### What is expected:
An exact reprint of the whole listing is what the answer must contain.

### Entries supplied:
:::
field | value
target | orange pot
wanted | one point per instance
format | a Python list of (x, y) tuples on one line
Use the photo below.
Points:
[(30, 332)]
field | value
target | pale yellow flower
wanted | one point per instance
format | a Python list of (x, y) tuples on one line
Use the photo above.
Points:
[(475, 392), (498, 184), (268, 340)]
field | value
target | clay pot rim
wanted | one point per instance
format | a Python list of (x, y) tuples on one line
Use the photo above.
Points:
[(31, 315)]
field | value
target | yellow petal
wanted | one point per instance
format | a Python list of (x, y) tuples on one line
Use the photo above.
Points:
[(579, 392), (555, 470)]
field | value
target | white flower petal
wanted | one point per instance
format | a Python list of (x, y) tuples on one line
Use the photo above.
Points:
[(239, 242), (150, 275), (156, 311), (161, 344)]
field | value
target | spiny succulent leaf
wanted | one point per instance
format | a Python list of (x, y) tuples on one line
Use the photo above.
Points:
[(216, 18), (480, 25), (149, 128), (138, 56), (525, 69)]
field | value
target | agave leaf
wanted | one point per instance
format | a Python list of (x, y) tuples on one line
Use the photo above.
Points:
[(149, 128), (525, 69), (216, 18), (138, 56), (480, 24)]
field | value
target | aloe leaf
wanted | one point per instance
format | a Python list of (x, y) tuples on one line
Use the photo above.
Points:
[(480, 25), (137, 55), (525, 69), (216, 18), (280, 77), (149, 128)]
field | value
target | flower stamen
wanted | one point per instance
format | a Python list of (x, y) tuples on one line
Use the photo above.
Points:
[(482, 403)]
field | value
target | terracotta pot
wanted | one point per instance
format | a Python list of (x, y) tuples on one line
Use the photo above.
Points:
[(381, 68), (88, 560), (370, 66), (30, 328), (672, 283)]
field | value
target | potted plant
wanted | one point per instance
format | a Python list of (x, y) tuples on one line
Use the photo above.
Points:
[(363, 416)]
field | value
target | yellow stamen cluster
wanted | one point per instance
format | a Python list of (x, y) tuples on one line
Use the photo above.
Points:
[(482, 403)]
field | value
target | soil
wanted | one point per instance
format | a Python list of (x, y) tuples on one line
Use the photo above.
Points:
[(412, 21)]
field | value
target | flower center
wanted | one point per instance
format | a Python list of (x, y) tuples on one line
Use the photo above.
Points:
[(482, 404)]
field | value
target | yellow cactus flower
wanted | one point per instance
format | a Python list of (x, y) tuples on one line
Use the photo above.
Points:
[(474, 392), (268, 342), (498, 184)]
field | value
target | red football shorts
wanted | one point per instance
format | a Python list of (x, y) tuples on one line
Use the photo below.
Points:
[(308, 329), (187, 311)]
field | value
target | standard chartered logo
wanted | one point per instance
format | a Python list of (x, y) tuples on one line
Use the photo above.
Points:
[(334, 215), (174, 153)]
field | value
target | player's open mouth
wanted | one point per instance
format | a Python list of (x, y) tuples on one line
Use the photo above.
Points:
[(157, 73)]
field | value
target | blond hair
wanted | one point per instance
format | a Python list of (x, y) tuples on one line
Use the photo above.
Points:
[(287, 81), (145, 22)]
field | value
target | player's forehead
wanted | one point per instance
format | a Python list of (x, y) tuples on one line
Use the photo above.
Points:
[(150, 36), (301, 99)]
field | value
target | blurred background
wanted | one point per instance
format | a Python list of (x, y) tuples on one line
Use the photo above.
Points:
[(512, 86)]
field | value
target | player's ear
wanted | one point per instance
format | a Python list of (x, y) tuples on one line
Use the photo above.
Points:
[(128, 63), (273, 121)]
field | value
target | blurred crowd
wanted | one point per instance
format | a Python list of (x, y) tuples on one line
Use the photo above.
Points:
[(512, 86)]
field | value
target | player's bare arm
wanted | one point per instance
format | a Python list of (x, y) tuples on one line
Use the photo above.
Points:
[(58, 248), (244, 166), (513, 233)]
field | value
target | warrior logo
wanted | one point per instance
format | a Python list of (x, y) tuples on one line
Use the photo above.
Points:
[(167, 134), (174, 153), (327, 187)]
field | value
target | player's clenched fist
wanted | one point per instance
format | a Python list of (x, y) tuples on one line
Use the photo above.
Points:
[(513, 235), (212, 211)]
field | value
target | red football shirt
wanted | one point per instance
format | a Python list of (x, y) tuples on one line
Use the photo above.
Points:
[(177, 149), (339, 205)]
:::
### Written response:
field | value
target | orange pot
wanted | one point per instance
format | a Python list of (x, y) tuples on one line
Use the photo below.
Points:
[(30, 332)]
field | value
target | pale yellow flower
wanted | one point per instance
format | a Python list of (x, y) tuples on one line
Use the photo above.
Points:
[(475, 392), (498, 184), (268, 340)]
field | value
target | clay pot rim
wanted | one point per instance
format | a Python list of (x, y) tuples on one line
Use the photo above.
Points:
[(31, 315)]
field | value
target | yellow petal
wanted | one point per instance
format | a Python list of (x, y) tuples on one line
Use the photo above.
Points:
[(579, 392), (555, 470)]
field | value
target | white flower petal
wanted | one point per instance
format | a Python list of (x, y) tuples on one line
Use the photo above.
Points:
[(239, 242), (150, 275), (156, 311), (161, 344)]
field | value
target | spiny succulent leaf
wanted | one point per instance
format | a Python list of (x, y) tuples on one line
Use the photo above.
Points:
[(216, 18), (480, 25), (149, 128), (138, 56), (525, 69)]
field | value
target | agave leaf
wanted | one point per instance
format | a Python list of (x, y) tuples on one line
Use the photo above.
Points:
[(149, 128), (525, 69), (216, 18), (138, 56), (480, 24)]
field | value
target | aloe leaf
wanted | one point per instance
format | a Python list of (x, y) tuples on one line
Use the photo above.
Points:
[(480, 25), (137, 55), (525, 69), (216, 18), (280, 77), (149, 128)]
field | value
target | flower stamen
wanted | one point per instance
format | a Python list of (x, y) tuples on one line
Use the photo above.
Points:
[(482, 403)]
field | value
target | terracotta pot
wanted | one point per instance
format | a Python list of (x, y) tuples on one line
Use the photo above.
Points:
[(381, 68), (88, 560), (370, 66), (30, 328), (672, 283)]
field | value
target | potted plant
wanted | one point per instance
format | a Python list of (x, y) tuples on one line
Use the photo above.
Points:
[(363, 416)]
field | value
target | yellow stamen cluster
wanted | one point per instance
format | a Python list of (x, y) tuples on one line
Use the photo above.
Points:
[(482, 403)]
field | value
target | soil
wanted | one point per instance
format | a Python list of (x, y) tuples on one line
Use the photo above.
Points:
[(412, 21)]
field | value
target | flower center
wanted | one point per instance
format | a Python list of (x, y) tuples on one line
Use the photo above.
Points:
[(482, 404)]
field | value
target | yellow cactus flower
wanted | one point per instance
format | a Python list of (x, y) tuples on one line
Use the photo above.
Points:
[(474, 392), (268, 342), (498, 184)]
field | value
target | red football shorts
wanted | one point per instance
format | a Python list of (x, y) tuples on one line
Use the photo below.
Points:
[(308, 329), (187, 311)]
field | value
target | standard chartered logo
wanted | one point per instance
format | a Python list of (x, y) tuples on one line
Use the photo above.
Points:
[(334, 215), (174, 153)]
field | value
target | player's open mouth
wanted | one point per instance
format | a Python list of (x, y) tuples on one line
Use the photo above.
Points:
[(157, 73)]
field | value
target | blond hair
wanted | one point per instance
format | a Python list of (x, y) tuples on one line
Use the photo above.
Points:
[(287, 81), (145, 22)]
field | value
target | player's forehead
wanted | one point per instance
format | a Python list of (x, y) tuples on one line
Use the photo above.
Points:
[(150, 36), (301, 99)]
field | value
target | blurred background
wanted | one point per instance
format | a Python list of (x, y) tuples on one line
Use the photo above.
Points:
[(512, 86)]
field | value
target | player's ear
wanted | one point per instance
format | a Python list of (x, y) tuples on one line
Use the photo above.
Points:
[(128, 63), (273, 121)]
field | value
target | blurred crowd
wanted | one point per instance
format | a Python list of (x, y) tuples on one line
Use the photo above.
Points:
[(512, 86)]
field | value
target | player's bare arm
wanted | one point per instance
format | a Python list of (x, y) tuples on one line
Use the photo above.
Points:
[(58, 248), (244, 166), (513, 233)]
field | value
target | warrior logo
wanted | one point per instance
format | a Python list of (x, y) tuples on one line
Use the photo above.
Points:
[(167, 134), (174, 153), (327, 187)]
field | value
target | player's clenched fist
wanted | one point per instance
format | a Python list of (x, y) tuples on one line
Use the photo above.
Points:
[(513, 235), (212, 211)]
field | value
target | red football shirt
wanted | one point per instance
format | a Python list of (x, y) tuples on one line
Use the photo above.
Points:
[(177, 149), (339, 205)]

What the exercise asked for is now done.